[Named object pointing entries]

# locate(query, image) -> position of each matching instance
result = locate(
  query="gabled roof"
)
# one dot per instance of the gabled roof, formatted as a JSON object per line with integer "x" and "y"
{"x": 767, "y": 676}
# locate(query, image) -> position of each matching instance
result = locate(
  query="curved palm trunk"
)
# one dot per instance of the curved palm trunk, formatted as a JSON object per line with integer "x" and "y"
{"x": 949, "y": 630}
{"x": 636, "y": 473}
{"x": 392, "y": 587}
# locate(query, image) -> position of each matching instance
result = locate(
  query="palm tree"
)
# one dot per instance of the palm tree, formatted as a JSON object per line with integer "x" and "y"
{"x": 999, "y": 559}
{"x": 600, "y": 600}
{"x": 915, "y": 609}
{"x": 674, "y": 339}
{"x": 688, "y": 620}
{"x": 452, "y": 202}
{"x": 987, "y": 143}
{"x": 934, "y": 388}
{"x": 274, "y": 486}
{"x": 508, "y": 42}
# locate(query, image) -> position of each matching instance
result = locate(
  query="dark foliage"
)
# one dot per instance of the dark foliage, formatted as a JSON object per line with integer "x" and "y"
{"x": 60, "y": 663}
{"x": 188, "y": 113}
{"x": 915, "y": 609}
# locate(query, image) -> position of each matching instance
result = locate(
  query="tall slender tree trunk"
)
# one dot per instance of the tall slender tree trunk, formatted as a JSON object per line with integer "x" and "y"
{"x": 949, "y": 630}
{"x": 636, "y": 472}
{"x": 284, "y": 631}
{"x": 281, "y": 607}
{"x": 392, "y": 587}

#### GIVEN PROBLEM
Retype the material above, line by line, exactly.

#### EXPECTED OUTPUT
# locate(query, image) -> position of each matching instance
result = locate(
  query="gabled roof"
)
# one dot per instance of the gabled roof, formatted as a JSON object per line with integer "x" and "y"
{"x": 767, "y": 676}
# locate(query, image) -> position of each matching instance
result = locate(
  query="curved palm trunk"
)
# one dot per instance of the curved palm trunk, formatted as a JSON object per line with integer "x" and "y"
{"x": 949, "y": 630}
{"x": 636, "y": 473}
{"x": 392, "y": 587}
# locate(query, image) -> position of each matching instance
result = locate(
  query="palm tree"
)
# one dot per instance of the palm tree, formatted as a JSON object per line with integer "x" and "y"
{"x": 999, "y": 559}
{"x": 600, "y": 600}
{"x": 915, "y": 609}
{"x": 674, "y": 339}
{"x": 688, "y": 620}
{"x": 452, "y": 202}
{"x": 987, "y": 143}
{"x": 934, "y": 388}
{"x": 274, "y": 486}
{"x": 508, "y": 42}
# locate(query, image) -> position of each matching instance
result = locate(
  query="dark foliage"
)
# one dot per instance of the dark foliage, formatted as a JSON object per line with integer "x" and "y"
{"x": 60, "y": 663}
{"x": 188, "y": 113}
{"x": 915, "y": 609}
# locate(query, image) -> position of each matching instance
result = locate(
  query="tall slender tree trunk"
)
# one dot per instance of the tall slender tree trunk, formatted as a JSON object per line with integer "x" and "y"
{"x": 949, "y": 630}
{"x": 636, "y": 472}
{"x": 284, "y": 631}
{"x": 281, "y": 607}
{"x": 392, "y": 587}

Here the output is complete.